→ **Record excerpts**

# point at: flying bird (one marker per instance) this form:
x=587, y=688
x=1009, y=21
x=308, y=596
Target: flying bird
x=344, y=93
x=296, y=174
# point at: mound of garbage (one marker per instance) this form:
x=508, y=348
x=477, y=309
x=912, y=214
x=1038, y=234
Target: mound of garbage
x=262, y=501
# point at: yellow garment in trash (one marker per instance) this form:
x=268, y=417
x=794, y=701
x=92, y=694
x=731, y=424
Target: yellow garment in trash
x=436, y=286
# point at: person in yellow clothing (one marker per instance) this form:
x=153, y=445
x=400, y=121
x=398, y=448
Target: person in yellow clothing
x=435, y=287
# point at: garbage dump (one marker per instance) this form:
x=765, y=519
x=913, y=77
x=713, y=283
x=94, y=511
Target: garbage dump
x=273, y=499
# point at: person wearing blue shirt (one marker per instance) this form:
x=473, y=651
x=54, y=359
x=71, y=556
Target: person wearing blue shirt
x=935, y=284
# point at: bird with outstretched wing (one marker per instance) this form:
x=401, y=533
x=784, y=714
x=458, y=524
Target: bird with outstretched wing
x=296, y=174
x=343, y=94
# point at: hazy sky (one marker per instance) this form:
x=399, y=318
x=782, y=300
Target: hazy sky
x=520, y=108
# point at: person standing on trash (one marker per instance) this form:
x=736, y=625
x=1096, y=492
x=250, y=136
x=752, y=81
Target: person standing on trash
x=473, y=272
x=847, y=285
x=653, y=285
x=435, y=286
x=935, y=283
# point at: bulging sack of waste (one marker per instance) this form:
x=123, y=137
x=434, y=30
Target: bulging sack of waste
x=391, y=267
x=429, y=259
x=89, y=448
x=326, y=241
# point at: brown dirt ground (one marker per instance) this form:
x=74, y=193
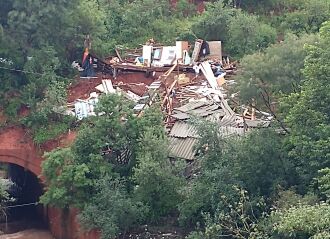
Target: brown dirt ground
x=29, y=234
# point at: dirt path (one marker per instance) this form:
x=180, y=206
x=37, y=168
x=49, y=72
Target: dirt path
x=29, y=234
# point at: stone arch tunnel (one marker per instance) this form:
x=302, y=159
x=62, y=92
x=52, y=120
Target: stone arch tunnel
x=24, y=159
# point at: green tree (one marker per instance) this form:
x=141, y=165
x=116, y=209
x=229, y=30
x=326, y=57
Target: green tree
x=307, y=17
x=256, y=161
x=157, y=180
x=308, y=112
x=265, y=77
x=304, y=221
x=112, y=210
x=248, y=35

→ **Exercise prompt**
Set down, unchanged, only those lines above that fall between the line with "# point at: mound" and the line with "x=794, y=701", the two end lines included.

→ **Response to the exercise**
# point at: mound of garbage (one marker per instance) this form:
x=508, y=348
x=477, y=309
x=912, y=214
x=1038, y=234
Target: mound of garbage
x=262, y=501
# point at: yellow garment in trash (one marker per instance) this form:
x=268, y=417
x=794, y=701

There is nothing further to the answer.